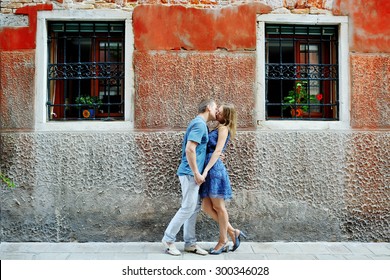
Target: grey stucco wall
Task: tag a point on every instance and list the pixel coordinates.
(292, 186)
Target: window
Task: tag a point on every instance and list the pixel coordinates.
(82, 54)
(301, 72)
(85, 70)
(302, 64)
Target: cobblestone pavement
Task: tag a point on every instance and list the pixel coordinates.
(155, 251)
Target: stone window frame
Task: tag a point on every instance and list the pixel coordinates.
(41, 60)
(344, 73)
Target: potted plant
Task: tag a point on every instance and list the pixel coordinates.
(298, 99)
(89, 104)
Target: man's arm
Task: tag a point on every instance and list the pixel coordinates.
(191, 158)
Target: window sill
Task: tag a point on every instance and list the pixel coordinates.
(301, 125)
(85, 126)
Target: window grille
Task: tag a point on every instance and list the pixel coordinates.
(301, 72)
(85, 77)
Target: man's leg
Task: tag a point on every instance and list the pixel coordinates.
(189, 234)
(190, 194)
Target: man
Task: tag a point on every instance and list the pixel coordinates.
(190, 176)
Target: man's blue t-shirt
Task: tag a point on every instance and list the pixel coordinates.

┄┄┄┄┄┄┄┄┄┄┄┄┄┄┄┄┄┄┄┄

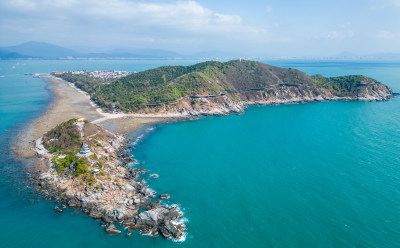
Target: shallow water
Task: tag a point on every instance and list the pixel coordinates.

┄┄┄┄┄┄┄┄┄┄┄┄┄┄┄┄┄┄┄┄

[What the exercise asks] Your response should contain each line of the entries above that holds the string "window".

[Your solution]
Target: window
Target: stone window frame
Target: window sill
Target: window grille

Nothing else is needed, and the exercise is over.